What you need to do →
(1) List every tank mentioned by name in the hike description.
(2) Extend the Martin Canyon hike description, picking up after its final sentence.

Note the large, cow-sized gap at left

About 0.6 miles from the parking area, FR 106D passes Hickey Tanks (plural because two tanks are located close together at the site) at an unsigned fork in the road (right). The forest road continues by way of the right fork. The left fork just provides access to the tanks.

Approximately 0.4 miles west of Hickey Tanks, we came to another fork in the road. Here FR 106D turns to the left (south) and continues to Mingus Tank, passing the turnoff to Hickey Mountain on the way. Leaving FR 106D at this point, we continued straight ahead, now on FR 106E and, after another 0.2 miles, arrived at the junction with FR 9710W which leads down the mountain to end at Little Tank (just above Turkey Tank) where the old unnamed road starts. We usually refer to area where FR 9710W ends as Turkey Tank, although it is actually located at the much smaller Little Tank. I suppose that is because Turkey Tank, located about 0.2 miles to the east, is the more prominent landmark. This figure (below) shows the end of FR 9710W at Little Tank; it also shows Turkey Tank and Martin Canyon Tank.

End of FR 9710W at Little Tank near Turkey Tank
The group of hikers who had started their hike at Woodchute Trailhead would continue along the old unnamed road to its end at a tank located on the ridge above Martin Canyon and then would return by the same route. The smaller group (George Everman, Gary Jacobson, Donna Goodman and the author), having driven this far would park and follow the same path as the other group to the end of the old road. However, instead of returning by the same route, we would bushwhack our way down the ridge into Martin Canyon and follow Martin Canyon Trail #103 back to where we had parked at the end of FR 9710W. Because our small group would do some bushwhacking we referred to ourselves as the “bushwhackers.”

(Records from a dataset)
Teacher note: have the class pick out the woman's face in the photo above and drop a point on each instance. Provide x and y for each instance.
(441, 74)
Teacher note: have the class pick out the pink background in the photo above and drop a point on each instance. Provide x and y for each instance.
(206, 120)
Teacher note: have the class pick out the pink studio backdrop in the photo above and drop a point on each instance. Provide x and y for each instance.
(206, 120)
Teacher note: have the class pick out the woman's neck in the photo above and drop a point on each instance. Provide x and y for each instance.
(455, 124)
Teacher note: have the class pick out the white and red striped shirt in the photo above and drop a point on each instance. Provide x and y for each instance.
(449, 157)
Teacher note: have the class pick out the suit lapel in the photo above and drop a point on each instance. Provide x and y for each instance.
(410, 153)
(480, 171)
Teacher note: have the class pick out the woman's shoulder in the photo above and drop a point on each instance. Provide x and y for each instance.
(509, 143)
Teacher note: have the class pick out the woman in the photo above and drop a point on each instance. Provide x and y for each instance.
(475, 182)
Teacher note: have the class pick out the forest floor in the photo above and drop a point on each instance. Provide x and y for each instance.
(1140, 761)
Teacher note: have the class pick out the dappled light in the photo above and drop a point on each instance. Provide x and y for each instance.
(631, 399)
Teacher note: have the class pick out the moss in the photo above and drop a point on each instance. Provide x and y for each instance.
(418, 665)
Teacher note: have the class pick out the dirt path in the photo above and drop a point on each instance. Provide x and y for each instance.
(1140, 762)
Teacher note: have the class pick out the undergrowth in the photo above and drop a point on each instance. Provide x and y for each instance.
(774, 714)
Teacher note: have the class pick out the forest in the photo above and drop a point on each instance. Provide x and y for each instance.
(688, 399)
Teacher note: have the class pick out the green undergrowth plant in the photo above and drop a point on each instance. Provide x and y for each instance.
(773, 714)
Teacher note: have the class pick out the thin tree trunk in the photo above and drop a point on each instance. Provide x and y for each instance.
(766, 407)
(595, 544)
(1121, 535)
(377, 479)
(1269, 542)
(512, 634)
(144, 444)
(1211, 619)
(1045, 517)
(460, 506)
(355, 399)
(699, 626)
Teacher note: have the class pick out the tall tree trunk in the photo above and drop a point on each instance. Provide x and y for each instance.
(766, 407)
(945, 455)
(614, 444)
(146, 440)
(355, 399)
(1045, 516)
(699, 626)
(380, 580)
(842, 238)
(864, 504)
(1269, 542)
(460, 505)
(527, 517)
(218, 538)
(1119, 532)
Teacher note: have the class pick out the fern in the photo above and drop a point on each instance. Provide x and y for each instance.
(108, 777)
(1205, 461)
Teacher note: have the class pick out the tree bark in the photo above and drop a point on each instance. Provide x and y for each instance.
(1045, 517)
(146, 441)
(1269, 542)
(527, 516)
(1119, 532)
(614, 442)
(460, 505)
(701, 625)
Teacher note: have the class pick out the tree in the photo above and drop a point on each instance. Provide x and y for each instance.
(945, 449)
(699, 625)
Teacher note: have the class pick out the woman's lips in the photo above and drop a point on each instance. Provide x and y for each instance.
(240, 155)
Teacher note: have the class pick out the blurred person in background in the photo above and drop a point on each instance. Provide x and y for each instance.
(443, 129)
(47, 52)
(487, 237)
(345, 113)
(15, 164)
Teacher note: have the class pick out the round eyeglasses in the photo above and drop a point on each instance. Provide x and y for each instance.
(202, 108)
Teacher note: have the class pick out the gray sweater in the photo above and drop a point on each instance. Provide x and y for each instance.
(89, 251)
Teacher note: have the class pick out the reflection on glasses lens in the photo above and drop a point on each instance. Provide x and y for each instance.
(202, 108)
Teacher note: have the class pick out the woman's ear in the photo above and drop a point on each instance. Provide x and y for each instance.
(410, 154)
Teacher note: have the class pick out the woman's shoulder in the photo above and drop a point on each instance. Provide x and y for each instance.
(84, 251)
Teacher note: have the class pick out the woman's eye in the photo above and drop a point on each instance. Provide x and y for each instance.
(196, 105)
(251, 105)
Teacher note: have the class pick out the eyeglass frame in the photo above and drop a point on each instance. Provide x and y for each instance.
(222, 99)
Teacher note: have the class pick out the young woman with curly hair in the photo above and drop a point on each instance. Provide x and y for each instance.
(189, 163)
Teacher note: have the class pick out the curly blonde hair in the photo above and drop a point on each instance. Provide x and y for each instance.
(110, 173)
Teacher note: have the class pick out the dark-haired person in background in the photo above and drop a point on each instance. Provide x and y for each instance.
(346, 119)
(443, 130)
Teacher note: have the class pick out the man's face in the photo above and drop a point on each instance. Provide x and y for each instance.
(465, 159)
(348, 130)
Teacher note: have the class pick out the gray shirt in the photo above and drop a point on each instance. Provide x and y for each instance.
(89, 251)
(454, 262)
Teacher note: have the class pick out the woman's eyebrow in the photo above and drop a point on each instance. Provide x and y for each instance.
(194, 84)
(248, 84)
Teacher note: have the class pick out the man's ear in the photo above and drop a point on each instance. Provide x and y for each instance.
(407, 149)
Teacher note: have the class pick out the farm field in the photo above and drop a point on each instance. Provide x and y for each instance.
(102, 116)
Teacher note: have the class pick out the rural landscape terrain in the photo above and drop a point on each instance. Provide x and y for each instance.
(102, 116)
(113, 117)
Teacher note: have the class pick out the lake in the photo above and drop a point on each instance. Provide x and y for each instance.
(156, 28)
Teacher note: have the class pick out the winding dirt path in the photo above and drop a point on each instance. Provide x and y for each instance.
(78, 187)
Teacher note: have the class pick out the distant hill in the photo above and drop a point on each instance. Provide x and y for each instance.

Answers for this exercise →
(1) Hickey Tanks, Mingus Tank, Little Tank, Turkey Tank, Martin Canyon Tank

(2)
For it's first 1.2 miles the old road, starting at Little Tank, curved gently around the upper watershed of Little Coyote Canyon. As we hiked along we wondered where the canyon got its name. Since it appears to be a bit larger than Coyote Canyon, the next canyon to the south, we finally decided it must have been named after a small coyote. It was a bit hazy and the normally great view out across Prescott Valley was obscured. Closer in, other than a sad looking cactus or two, I didn't note any flowers along the way. Meanwhile, a brisk, chilly wind was blowing and becoming ever stronger as we moved along, so we really didn't spend a lot of time looking around.

As we passed between a lofty 7280 foot peak on the right and a smaller 6920 foot one on the left, leaving the Little Coyote Canyon watershed behind, we could see a saddle in the ridge on our right that formed the south rim of Martin Canyon.

Gap in the ridge after we left the upper Little Coyote Canyon watershed

The end of the road we were following lay at a tank located partway up the eastern shoulder of that saddle. The distance along the road from Little Tank to the unnamed tank in the saddle is 1.8 miles.

The main group of hikers turned back at this point while the so called “bushwhackers “ followed a faint old cow down into Martin Canyon to connect with Trail 103 at the bottom. I had followed that faint old trail for a short distance when we did the scouting hike and then had sketched a probable course for it the rest of the way down the slope, basically just using contour lines to draw a track along what appeared to be the easiest slope.

My hand-drawn track worked well for only about 160 yards; then the cow trail deviated to cross over a low ridge and pass along the top of a sheer rock ledge before descending into the canyon. We were then able to follow old cow and elk trails down the worst of the slope. At the descent from the rock ledge, we stopped for a snack. As shown in the photograph (left), the other side of Martin Canyon is in view across the way and the bottom of the canyon along which Trail 103 runs is just below us.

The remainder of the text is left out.